[What to work on]
Translate this sentence from the passage below on personality and religious belief into Spanish: "Understanding these methods helps explain why different studies sometimes reach different conclusions."
**** Selected text
Openness to Experience, Spirituality, and the Complexity of Belief
Openness to experience reflects intellectual curiosity, creativity, aesthetic sensitivity, and a preference for novelty over routine. Its relationship with religiosity and spirituality is one of the most fascinating and complex findings in the field. Multiple studies indicate a negative correlation between openness and traditional religiosity — meaning that people who score high on openness tend to question conventional religious doctrines and are less likely to affiliate with established religious institutions. This finding is consistent with the idea that highly open individuals seek their own frameworks for understanding the world rather than accepting inherited ones.
However, the relationship between openness spirituality specifically — as opposed to institutional religiosity — can actually be positive. People high in openness are often drawn to personal, exploratory forms of spirituality: meditation, nature-based spiritual experiences, contemplative practices, or eclectic belief systems that draw from multiple traditions. This distinction is crucial and explains why many intellectually curious, creative people describe themselves as “spiritual but not religious.” In short, openness tends to push people away from dogma while simultaneously pulling them toward transcendence — just on their own terms.
How Religiosity and Spirituality Are Scientifically Measured
One reason religiosity and personality research has become so sophisticated is that scientists have developed multiple distinct methods for measuring something as personal as faith — each with its own strengths and limitations. Understanding these methods helps explain why different studies sometimes reach different conclusions.
Questionnaire-Based Measurement
The most widely used method is the self-report questionnaire. Allport’s Religious Orientation Scale, developed in the mid-20th century, remains influential, distinguishing between intrinsic religiosity (religion as a deeply held personal value) and extrinsic religiosity (religion used for social or practical benefits). The Fetzer Institute’s Multidimensional Measurement of Religiousness/Spirituality scale captures an even broader range of dimensions, from daily spiritual experiences to religious coping strategies. The major strength of questionnaires is their suitability for large-scale statistical analysis. Their key limitation is reliance on self-report, which can be distorted by social desirability, limited self-awareness, or cultural norms around religious expression.
********
**** Excerpted data
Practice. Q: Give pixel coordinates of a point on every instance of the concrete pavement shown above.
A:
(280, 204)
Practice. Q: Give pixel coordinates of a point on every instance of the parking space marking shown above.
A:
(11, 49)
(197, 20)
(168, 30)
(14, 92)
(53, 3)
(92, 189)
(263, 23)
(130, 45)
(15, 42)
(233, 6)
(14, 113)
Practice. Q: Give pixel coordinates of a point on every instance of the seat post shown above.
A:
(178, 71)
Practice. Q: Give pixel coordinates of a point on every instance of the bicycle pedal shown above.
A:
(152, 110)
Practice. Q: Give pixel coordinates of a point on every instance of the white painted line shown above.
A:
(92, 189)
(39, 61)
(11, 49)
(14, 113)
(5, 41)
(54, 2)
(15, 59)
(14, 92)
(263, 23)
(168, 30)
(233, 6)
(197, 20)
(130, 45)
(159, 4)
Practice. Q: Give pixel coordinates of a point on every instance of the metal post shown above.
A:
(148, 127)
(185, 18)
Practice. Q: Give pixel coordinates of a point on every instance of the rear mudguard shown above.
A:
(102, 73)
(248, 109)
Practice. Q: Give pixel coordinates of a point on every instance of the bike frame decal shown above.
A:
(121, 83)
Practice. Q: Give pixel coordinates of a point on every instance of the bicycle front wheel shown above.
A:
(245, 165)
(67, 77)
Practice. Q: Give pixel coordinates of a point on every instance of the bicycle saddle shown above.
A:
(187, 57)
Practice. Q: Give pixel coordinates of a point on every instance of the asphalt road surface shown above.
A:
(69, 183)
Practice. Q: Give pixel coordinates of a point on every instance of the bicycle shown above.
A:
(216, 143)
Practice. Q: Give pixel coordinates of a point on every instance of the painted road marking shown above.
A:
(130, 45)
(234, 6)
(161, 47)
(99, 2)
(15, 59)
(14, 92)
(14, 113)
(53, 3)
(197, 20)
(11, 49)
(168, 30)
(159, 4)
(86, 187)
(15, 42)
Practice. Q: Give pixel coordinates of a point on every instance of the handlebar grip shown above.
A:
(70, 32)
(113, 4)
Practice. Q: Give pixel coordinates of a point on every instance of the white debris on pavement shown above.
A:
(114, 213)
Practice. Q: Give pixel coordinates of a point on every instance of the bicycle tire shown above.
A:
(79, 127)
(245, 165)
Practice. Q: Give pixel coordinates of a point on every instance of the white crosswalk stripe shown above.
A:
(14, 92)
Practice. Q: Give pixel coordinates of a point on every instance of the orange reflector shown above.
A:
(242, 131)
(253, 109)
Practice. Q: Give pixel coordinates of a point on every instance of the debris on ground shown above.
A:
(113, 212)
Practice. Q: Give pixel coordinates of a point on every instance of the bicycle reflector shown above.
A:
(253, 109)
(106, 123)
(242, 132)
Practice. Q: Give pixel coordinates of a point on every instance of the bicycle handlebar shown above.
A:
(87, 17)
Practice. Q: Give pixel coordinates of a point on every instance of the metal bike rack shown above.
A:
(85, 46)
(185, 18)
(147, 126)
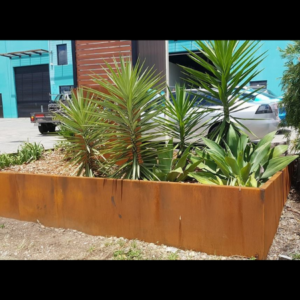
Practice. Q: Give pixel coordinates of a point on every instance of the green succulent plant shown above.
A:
(170, 167)
(241, 163)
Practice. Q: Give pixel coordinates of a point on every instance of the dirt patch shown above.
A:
(32, 241)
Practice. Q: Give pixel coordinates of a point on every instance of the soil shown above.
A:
(33, 241)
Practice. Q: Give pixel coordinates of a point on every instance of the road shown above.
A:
(15, 131)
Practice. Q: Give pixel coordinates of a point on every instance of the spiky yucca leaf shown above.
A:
(182, 117)
(79, 127)
(229, 66)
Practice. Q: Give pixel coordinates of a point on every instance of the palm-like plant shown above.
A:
(229, 66)
(78, 127)
(130, 105)
(183, 117)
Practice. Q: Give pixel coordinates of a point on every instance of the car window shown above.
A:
(200, 100)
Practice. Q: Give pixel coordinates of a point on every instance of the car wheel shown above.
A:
(51, 127)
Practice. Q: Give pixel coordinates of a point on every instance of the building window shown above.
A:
(62, 54)
(257, 84)
(65, 88)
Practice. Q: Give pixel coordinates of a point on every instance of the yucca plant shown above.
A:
(28, 152)
(130, 100)
(171, 167)
(6, 160)
(228, 65)
(241, 163)
(181, 118)
(78, 123)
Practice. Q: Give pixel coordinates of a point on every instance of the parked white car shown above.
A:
(264, 115)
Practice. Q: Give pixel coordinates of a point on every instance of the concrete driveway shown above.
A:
(15, 131)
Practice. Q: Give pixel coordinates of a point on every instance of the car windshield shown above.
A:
(200, 100)
(62, 97)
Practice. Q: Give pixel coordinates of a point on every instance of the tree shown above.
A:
(290, 82)
(229, 66)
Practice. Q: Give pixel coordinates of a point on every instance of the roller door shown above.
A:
(32, 89)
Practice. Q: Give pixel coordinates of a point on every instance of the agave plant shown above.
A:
(171, 167)
(229, 66)
(182, 119)
(78, 122)
(130, 100)
(242, 163)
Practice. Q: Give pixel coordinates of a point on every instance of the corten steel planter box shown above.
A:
********
[Answer below]
Comprender estos métodos ayuda a explicar por qué diferentes estudios a veces llegan a conclusiones distintas.